• _DATA FOR THE TASK_
___

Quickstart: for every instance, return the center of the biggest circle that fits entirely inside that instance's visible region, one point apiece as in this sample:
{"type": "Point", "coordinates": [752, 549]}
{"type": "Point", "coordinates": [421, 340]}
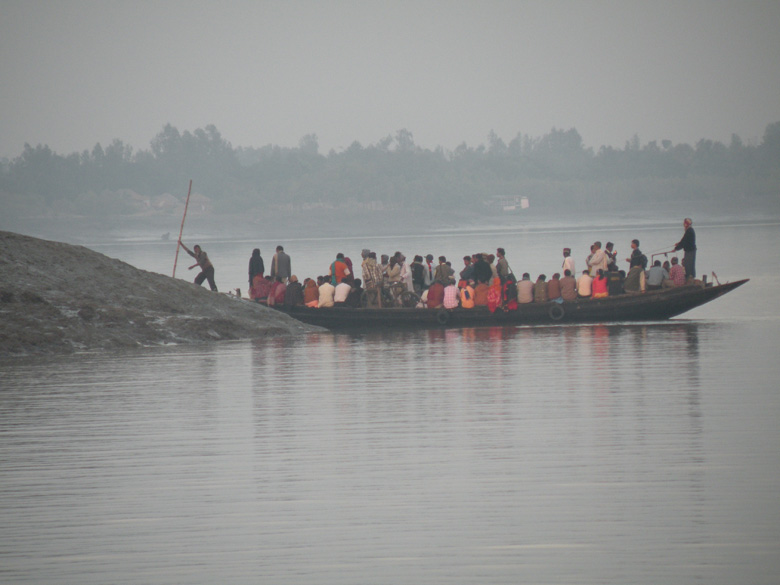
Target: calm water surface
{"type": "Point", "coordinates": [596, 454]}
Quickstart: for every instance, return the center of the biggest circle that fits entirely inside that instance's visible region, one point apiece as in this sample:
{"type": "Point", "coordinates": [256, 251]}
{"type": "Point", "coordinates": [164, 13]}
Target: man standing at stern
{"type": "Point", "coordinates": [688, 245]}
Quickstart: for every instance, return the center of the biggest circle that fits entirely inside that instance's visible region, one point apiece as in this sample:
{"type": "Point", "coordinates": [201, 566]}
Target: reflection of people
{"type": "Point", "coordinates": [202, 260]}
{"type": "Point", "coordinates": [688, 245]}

___

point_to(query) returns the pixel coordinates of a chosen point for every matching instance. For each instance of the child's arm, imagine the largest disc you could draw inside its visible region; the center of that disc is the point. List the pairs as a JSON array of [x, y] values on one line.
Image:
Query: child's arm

___

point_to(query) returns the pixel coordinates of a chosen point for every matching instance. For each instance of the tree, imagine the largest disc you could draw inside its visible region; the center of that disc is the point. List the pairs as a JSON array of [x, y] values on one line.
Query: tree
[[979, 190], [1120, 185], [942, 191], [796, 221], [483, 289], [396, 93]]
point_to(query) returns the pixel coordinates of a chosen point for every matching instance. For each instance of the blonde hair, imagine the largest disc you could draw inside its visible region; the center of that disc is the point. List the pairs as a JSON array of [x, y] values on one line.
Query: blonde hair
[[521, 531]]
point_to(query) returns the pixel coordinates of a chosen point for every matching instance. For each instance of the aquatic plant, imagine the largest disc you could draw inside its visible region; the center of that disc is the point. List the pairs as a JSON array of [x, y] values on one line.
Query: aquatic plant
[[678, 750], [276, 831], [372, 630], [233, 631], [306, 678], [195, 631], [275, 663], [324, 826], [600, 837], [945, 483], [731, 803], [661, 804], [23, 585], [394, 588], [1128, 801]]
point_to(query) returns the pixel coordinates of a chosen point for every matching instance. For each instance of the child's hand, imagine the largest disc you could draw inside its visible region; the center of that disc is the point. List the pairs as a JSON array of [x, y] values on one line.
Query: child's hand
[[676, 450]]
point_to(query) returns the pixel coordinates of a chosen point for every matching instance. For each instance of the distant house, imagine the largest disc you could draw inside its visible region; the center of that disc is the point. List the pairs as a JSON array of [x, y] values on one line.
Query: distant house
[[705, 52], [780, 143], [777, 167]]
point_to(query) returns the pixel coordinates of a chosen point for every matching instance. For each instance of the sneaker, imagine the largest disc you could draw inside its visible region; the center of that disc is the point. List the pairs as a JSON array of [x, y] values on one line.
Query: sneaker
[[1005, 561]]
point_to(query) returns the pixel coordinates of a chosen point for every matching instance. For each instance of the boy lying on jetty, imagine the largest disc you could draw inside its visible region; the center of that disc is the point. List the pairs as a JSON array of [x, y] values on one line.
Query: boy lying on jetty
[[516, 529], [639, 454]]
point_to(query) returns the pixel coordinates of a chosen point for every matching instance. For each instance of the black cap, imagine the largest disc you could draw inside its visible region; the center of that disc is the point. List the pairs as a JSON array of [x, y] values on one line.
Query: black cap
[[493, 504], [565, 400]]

___

• _REQUEST_
Write out verbatim everything from the line that contains "of the distant" down to the line that contains "[[705, 52], [780, 143], [777, 167]]", including both of those lines.

• _TASK ANSWER_
point_to(query) returns the pixel coordinates of a chosen point for every matching instance. For each instance of the distant house, imagine the largest disc you could draw inside its visible region; the center of that disc is the point. List the pairs as a JSON array of [x, y] values on one line.
Query: distant house
[[705, 52], [780, 143], [777, 167]]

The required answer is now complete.